Testo da leggere:
====================
In questa maniera il dominio ha voluto cancellare preventivamente le ragioni dei rivoltosi. E non soltanto le grandi ragioni — il Comunismo o l’Anarchia — ma anche quelle più piccole e semplici, quelle che contrassegnavano la vita quotidiana di ogni sfruttato permettendogli di non ignorare cosa voleva e perché lo voleva, rendendolo capace di distinguere il ricco dal povero, il poliziotto dal prigioniero, la violenza dello Stato da quella del ribelle, la carità dalla solidarietà. Ma, se l’intento era di porre fine per sempre alle ribellioni, allora qualcosa non ha funzionato. Le rivolte continuano a scoppiare. Ciò che le caratterizza è il fatto che non esiste una progressione quantitativa visibile prima dell’esplosione, la misura diventa colma senza essere preceduta da grandi lotte parziali. La loro scintilla non è la promessa di una futura libertà ma la consapevolezza di una odierna miseria, quando non economica di certo emozionale. Ora la rivolta non ha più ragioni da avanzare, non ha rivendicazioni da vedere esaudite, è senza un obiettivo preciso ed esplicito e raramente propone qualcosa di pro-positivo. Il punto di partenza è una negazione generale nella quale si mescolano aspetti economici, politici, sociali e di vita. Ora la rivolta si caratterizza con l’azione violenta e decisa degli insorti che occupano la strada e si scontrano violentemente con tutti gli organi dello Stato, e anche fra di loro. Siamo alla soglie della guerra civile, siamo già nella guerra civile.
====================
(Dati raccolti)
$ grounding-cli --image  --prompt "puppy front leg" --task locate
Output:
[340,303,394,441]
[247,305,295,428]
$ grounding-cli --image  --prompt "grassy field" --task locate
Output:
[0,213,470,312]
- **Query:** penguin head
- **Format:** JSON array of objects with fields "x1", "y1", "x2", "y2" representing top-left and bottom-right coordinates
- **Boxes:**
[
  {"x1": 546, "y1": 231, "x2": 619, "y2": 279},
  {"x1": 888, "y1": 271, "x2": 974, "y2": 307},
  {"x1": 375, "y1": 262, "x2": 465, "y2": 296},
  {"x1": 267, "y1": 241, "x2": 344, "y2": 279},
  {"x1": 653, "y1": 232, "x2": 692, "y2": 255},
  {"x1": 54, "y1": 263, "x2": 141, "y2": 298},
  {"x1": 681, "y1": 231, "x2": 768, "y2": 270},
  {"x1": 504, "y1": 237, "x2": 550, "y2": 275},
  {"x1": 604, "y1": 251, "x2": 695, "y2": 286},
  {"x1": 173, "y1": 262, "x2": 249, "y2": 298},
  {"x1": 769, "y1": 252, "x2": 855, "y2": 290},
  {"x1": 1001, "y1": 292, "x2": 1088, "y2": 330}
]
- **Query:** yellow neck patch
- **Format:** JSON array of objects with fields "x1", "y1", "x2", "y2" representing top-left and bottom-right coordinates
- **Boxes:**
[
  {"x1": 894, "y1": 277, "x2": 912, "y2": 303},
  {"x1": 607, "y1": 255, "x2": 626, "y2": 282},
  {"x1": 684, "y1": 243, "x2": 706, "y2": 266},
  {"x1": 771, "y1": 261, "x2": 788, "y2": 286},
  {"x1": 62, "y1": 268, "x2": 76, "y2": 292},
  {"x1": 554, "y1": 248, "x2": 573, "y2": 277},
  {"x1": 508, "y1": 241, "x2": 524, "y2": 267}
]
====================
Lavoro da svolgere:
**A.** Elenca tutte le coppie di cose che, secondo il testo sulle rivolte, lo sfruttato era capace di distinguere.
**B.** Disponi tutte le righe dei record in una tabella Markdown con le colonne «Numero» e «Riga del record», escludendo le righe vuote.

Risposte ai compiti:
**A.**
- il ricco dal povero
- il poliziotto dal prigioniero
- la violenza dello Stato da quella del ribelle
- la carità dalla solidarietà

**B.**
| Numero | Riga del record |
|---|---|
| 1 | $ grounding-cli --image  --prompt "puppy front leg" --task locate |
| 2 | Output: |
| 3 | [340,303,394,441] |
| 4 | [247,305,295,428] |
| 5 | $ grounding-cli --image  --prompt "grassy field" --task locate |
| 6 | Output: |
| 7 | [0,213,470,312] |
| 8 | - **Query:** penguin head |
| 9 | - **Format:** JSON array of objects with fields "x1", "y1", "x2", "y2" representing top-left and bottom-right coordinates |
| 10 | - **Boxes:** |
| 11 | [ |
| 12 |   {"x1": 546, "y1": 231, "x2": 619, "y2": 279}, |
| 13 |   {"x1": 888, "y1": 271, "x2": 974, "y2": 307}, |
| 14 |   {"x1": 375, "y1": 262, "x2": 465, "y2": 296}, |
| 15 |   {"x1": 267, "y1": 241, "x2": 344, "y2": 279}, |
| 16 |   {"x1": 653, "y1": 232, "x2": 692, "y2": 255}, |
| 17 |   {"x1": 54, "y1": 263, "x2": 141, "y2": 298}, |
| 18 |   {"x1": 681, "y1": 231, "x2": 768, "y2": 270}, |
| 19 |   {"x1": 504, "y1": 237, "x2": 550, "y2": 275}, |
| 20 |   {"x1": 604, "y1": 251, "x2": 695, "y2": 286}, |
| 21 |   {"x1": 173, "y1": 262, "x2": 249, "y2": 298}, |
| 22 |   {"x1": 769, "y1": 252, "x2": 855, "y2": 290}, |
| 23 |   {"x1": 1001, "y1": 292, "x2": 1088, "y2": 330} |
| 24 | ] |
| 25 | - **Query:** yellow neck patch |
| 26 | - **Format:** JSON array of objects with fields "x1", "y1", "x2", "y2" representing top-left and bottom-right coordinates |
| 27 | - **Boxes:** |
| 28 | [ |
| 29 |   {"x1": 894, "y1": 277, "x2": 912, "y2": 303}, |
| 30 |   {"x1": 607, "y1": 255, "x2": 626, "y2": 282}, |
| 31 |   {"x1": 684, "y1": 243, "x2": 706, "y2": 266}, |
| 32 |   {"x1": 771, "y1": 261, "x2": 788, "y2": 286}, |
| 33 |   {"x1": 62, "y1": 268, "x2": 76, "y2": 292}, |
| 34 |   {"x1": 554, "y1": 248, "x2": 573, "y2": 277}, |
| 35 |   {"x1": 508, "y1": 241, "x2": 524, "y2": 267} |
| 36 | ] |